DATOS DEL CONJUNTO

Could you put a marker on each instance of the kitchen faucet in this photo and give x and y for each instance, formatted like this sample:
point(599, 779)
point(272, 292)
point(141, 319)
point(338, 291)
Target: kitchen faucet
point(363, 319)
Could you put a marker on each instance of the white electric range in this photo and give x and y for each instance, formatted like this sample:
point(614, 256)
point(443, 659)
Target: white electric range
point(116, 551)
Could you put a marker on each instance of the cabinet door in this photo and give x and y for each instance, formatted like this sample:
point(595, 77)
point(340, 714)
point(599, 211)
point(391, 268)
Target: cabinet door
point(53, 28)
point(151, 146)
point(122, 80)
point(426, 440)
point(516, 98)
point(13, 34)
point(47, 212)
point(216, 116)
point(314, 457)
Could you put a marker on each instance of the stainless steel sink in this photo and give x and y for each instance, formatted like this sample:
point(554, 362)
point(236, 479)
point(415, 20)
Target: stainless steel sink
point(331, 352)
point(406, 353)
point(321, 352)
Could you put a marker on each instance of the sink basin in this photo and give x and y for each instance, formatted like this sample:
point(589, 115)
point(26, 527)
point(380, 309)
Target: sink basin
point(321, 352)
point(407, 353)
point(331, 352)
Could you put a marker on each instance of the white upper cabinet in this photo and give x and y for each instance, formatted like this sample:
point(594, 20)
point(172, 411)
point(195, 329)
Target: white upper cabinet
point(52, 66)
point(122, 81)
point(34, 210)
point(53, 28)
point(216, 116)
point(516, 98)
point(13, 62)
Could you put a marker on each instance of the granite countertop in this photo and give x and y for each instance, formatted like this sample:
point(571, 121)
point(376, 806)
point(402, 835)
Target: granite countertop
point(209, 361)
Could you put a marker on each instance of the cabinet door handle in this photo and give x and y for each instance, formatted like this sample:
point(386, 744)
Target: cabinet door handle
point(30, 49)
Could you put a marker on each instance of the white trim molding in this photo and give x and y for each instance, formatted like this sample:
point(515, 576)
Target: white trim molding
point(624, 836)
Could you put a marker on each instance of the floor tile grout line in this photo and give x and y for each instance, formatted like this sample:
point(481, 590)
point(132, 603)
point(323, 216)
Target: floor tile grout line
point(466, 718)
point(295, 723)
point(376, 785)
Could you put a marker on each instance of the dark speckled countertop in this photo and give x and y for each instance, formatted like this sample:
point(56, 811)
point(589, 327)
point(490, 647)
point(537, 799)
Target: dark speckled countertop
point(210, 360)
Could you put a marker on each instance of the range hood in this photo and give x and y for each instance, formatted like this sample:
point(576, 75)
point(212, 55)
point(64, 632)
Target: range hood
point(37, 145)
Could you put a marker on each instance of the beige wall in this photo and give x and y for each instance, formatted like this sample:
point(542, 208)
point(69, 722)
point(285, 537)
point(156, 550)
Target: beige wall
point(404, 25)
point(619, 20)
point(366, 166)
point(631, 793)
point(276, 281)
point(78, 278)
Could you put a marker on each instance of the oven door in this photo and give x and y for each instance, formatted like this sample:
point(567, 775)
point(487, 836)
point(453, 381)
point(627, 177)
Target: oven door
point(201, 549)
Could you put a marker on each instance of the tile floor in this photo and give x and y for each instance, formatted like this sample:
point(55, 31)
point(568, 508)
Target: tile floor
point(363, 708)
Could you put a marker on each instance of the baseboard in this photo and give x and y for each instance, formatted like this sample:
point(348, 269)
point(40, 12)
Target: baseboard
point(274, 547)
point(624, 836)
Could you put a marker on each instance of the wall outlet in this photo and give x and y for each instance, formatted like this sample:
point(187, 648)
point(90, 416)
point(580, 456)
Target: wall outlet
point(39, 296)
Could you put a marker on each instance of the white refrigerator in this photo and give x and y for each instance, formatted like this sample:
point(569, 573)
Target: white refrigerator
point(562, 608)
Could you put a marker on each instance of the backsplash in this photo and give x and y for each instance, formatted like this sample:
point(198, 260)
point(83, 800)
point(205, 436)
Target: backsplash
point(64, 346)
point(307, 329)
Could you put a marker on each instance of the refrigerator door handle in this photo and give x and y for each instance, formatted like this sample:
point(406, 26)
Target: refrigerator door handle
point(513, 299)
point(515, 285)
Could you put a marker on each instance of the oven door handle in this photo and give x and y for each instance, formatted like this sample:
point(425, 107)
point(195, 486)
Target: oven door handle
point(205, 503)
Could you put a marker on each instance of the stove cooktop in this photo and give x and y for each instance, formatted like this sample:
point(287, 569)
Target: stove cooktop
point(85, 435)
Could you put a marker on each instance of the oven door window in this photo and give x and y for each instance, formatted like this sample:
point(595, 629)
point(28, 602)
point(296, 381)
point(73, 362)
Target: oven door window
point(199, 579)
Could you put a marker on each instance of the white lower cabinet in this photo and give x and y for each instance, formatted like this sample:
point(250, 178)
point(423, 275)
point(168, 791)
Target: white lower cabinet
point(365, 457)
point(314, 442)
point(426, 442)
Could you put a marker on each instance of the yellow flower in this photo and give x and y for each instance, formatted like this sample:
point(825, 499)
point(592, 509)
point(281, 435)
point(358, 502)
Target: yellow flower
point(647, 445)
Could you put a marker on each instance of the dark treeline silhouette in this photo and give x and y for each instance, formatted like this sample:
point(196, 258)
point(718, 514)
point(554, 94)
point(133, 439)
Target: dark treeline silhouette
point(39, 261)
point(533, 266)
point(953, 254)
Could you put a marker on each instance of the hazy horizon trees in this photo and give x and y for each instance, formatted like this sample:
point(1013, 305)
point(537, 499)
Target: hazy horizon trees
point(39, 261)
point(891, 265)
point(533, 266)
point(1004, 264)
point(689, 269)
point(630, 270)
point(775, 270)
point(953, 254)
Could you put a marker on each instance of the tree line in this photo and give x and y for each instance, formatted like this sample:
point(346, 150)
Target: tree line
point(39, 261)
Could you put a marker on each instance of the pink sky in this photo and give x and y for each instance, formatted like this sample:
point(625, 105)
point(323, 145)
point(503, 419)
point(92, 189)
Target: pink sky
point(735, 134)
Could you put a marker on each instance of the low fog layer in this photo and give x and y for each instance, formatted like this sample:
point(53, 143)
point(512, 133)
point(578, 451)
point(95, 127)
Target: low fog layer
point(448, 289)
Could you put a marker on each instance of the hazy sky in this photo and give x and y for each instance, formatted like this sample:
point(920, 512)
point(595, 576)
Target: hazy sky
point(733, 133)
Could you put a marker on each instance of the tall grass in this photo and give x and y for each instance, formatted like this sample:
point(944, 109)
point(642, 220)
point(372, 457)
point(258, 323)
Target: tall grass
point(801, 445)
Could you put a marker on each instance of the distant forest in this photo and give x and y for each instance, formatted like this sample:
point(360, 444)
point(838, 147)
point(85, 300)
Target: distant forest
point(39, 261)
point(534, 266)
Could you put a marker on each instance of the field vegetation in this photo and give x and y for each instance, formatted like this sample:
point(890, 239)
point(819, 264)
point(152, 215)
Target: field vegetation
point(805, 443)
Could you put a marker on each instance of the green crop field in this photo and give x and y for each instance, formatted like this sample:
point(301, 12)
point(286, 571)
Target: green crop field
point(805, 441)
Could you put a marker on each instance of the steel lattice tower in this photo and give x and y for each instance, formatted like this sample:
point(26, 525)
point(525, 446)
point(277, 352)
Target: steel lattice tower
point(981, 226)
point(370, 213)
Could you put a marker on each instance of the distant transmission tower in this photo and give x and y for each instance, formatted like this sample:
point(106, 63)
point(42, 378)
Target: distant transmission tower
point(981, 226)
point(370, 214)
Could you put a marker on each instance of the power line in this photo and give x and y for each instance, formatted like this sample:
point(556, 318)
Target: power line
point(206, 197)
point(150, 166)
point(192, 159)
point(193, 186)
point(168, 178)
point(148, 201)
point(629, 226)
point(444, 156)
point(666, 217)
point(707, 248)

LO QUE SE PIDE
Edita los datos de arriba y reescríbelos completos, con "Target" sustituido por "Object" y todo lo demás sin cambios.

SOLUCIÓN DESARROLLADA
Could you put a marker on each instance of the kitchen faucet in this photo and give x and y for each instance, formatted like this sample:
point(599, 779)
point(272, 292)
point(141, 319)
point(338, 291)
Object: kitchen faucet
point(363, 319)
Could you put a marker on each instance of the white electric range in this photo and give x and y for each instance, formatted like this sample:
point(614, 256)
point(443, 659)
Object: white electric range
point(116, 551)
Could you put a marker on each instance of the cabinet door in this photo and give x and y for each instance, formatted like this sample:
point(595, 77)
point(340, 714)
point(599, 211)
point(391, 268)
Object: cabinet door
point(53, 28)
point(151, 146)
point(122, 80)
point(426, 440)
point(516, 98)
point(13, 34)
point(47, 212)
point(216, 116)
point(314, 457)
Could you put a marker on each instance of the stainless steel sink in this photo and give x and y for each instance, formatted like this sample:
point(554, 362)
point(236, 479)
point(415, 20)
Object: stainless steel sink
point(331, 352)
point(406, 353)
point(321, 352)
Could you put a marker on each instance of the sink basin in this photo and give x and y for each instance, formatted like this sample:
point(589, 115)
point(26, 527)
point(380, 309)
Object: sink basin
point(321, 352)
point(407, 353)
point(331, 352)
Could you put a marker on each instance of the white upper cabinet in this photo and give x and y for each instance, formatted like this sample:
point(594, 20)
point(172, 411)
point(195, 329)
Object: white upper cabinet
point(52, 66)
point(122, 81)
point(34, 210)
point(53, 28)
point(216, 116)
point(516, 98)
point(13, 62)
Could you put a marker on each instance of the granite countertop in this photo and give x and y for each instance, formatted like this sample:
point(571, 121)
point(376, 806)
point(402, 835)
Object: granite countertop
point(209, 361)
Could you put a marker on each instance of the cabinet door handle in this photo and give x and y for each instance, formatted like this sample:
point(386, 744)
Object: cabinet door handle
point(30, 49)
Could you put a marker on each instance of the white trim molding in this photo and give x and y for each instance, formatted like this sample:
point(515, 576)
Object: white trim molding
point(624, 836)
Could you put a marker on each instance of the floor tile grout line in this photo and give x and y for each instance, formatted like this sample:
point(481, 590)
point(132, 603)
point(323, 216)
Object: floor tile grout line
point(466, 718)
point(295, 723)
point(376, 785)
Could you put a marker on each instance of the dark speckled countertop in this photo and give x and y for each instance, formatted like this sample:
point(56, 811)
point(589, 327)
point(490, 647)
point(537, 799)
Object: dark speckled countertop
point(210, 360)
Could you put a marker on each instance of the range hood in this photo and give x and y for each instance, formatted like this sample:
point(576, 75)
point(212, 55)
point(64, 632)
Object: range hood
point(37, 145)
Could you put a marker on each instance of the beige wall in this photo and give x and y for each instance, formatted like this sample:
point(542, 208)
point(69, 722)
point(285, 537)
point(156, 550)
Object: beige wall
point(404, 25)
point(619, 20)
point(366, 166)
point(631, 793)
point(276, 281)
point(78, 278)
Could you put a marker on each instance of the oven door in this photo and give x and y for each instance, formatted like this sample:
point(567, 775)
point(487, 836)
point(453, 381)
point(627, 177)
Object: oven door
point(201, 549)
Could you put a marker on each instance of the tile floor in this photo and give x and y for each instance, formatted like this sample:
point(55, 31)
point(568, 508)
Object: tile floor
point(363, 708)
Could you put a marker on each instance of the baseboard in this photo and give x and y for each instance, formatted like this sample:
point(348, 269)
point(40, 12)
Object: baseboard
point(274, 547)
point(624, 836)
Could you put a marker on each instance of the wall outlet in this photo and give x and y for each instance, formatted like this sample:
point(187, 648)
point(90, 416)
point(580, 456)
Object: wall outlet
point(39, 296)
Could you put a marker on each instance of the white refrigerator in this photo and give x and y for each instance, formatted like this sample:
point(569, 573)
Object: white refrigerator
point(562, 608)
Could you put a marker on each instance of the backsplash in this photo and give x and y for each instance, formatted like this sample:
point(198, 260)
point(83, 800)
point(205, 436)
Object: backsplash
point(64, 346)
point(307, 329)
Could you put a marker on each instance of the refrigerator door handle in this photo and give x and y for each instance, formatted like this sample:
point(406, 26)
Object: refrigerator door handle
point(513, 299)
point(515, 285)
Could you put a marker on each instance of the oven door handle in this photo and give x and y for each instance, formatted like this sample:
point(425, 107)
point(195, 486)
Object: oven door handle
point(205, 503)
Could you put a marker on each instance of the stove cooktop in this photo and give x and y for each instance, formatted like this sample:
point(287, 569)
Object: stove cooktop
point(85, 435)
Could you put a marker on each instance of the oven door window in this photo and give x and y for each instance, formatted like this sample:
point(595, 629)
point(28, 602)
point(296, 381)
point(73, 362)
Object: oven door window
point(199, 579)
Could you put a marker on each instance of the white lower cabinet in this photo and give x and y for each instance, formatted like this sample:
point(250, 178)
point(423, 275)
point(168, 791)
Object: white lower cabinet
point(365, 457)
point(314, 442)
point(426, 442)
Could you put a marker on each instance of the yellow flower in this photo and give x and y for each instance, formatted like this sample:
point(825, 499)
point(592, 509)
point(281, 435)
point(358, 502)
Object: yellow flower
point(647, 445)
Could you put a marker on each instance of the dark treeline silhouette in this photo and give x and y for each instance, formatted like this sample:
point(196, 258)
point(718, 514)
point(554, 94)
point(133, 439)
Object: dark treeline silhouette
point(39, 261)
point(533, 266)
point(953, 254)
Could you put a marker on each instance of the hazy horizon trees in this photo and give x and y for each instance, formatted like this sample:
point(1013, 305)
point(537, 499)
Object: hazy horizon trees
point(39, 261)
point(891, 265)
point(533, 266)
point(1004, 264)
point(689, 269)
point(630, 270)
point(775, 270)
point(953, 254)
Could you put a marker on each instance of the tree line in this photo and give x and y for each instance, formatted like this sample:
point(346, 150)
Object: tree line
point(39, 261)
Could you put a marker on each instance of the pink sky in this photo and give x and y for each instance, formatted like this sample:
point(625, 105)
point(323, 145)
point(503, 419)
point(92, 189)
Object: pink sky
point(735, 134)
Could you put a marker on each instance of the low fog layer in this photo and give x and y for each instance, formatted like this sample:
point(53, 143)
point(512, 133)
point(578, 451)
point(95, 127)
Object: low fog layer
point(448, 289)
Could you put a marker on each instance of the hazy sky in this photo and give x and y for each instance, formatted like this sample:
point(920, 512)
point(595, 576)
Object: hazy sky
point(733, 133)
Could you put a marker on each instance of the tall grass in this photo and give x and y for each instance, formatted like this sample:
point(944, 109)
point(642, 220)
point(372, 457)
point(258, 323)
Object: tall grass
point(801, 445)
Could you put a marker on each instance of the distant forest in this photo and give x and y for each instance, formatted like this sample:
point(360, 444)
point(838, 147)
point(85, 300)
Object: distant forest
point(39, 261)
point(534, 266)
Could you put a marker on each instance of the field vegetation in this photo and give x and y for each instance, formatted like this sample:
point(890, 239)
point(819, 264)
point(152, 215)
Object: field vegetation
point(805, 443)
Could you put a marker on each instance of the green crop field in this photo and give x and y for each instance, formatted like this sample:
point(301, 12)
point(286, 571)
Object: green crop field
point(805, 441)
Could you put a marker on each instance of the steel lattice tower in this photo and give x and y for each instance, formatted like this sample:
point(26, 525)
point(525, 446)
point(277, 352)
Object: steel lattice tower
point(981, 226)
point(370, 213)
Could you put a marker on each instance of the distant transmission tower in this photo and give x and y for each instance, formatted like this sample:
point(106, 63)
point(42, 378)
Object: distant transmission tower
point(981, 226)
point(370, 214)
Could you put a marker on each instance of the power line in this photo and give x and y for each instance, formatted like this sample:
point(556, 318)
Object: power line
point(206, 197)
point(150, 166)
point(192, 159)
point(193, 186)
point(168, 178)
point(148, 201)
point(629, 226)
point(444, 156)
point(666, 217)
point(707, 248)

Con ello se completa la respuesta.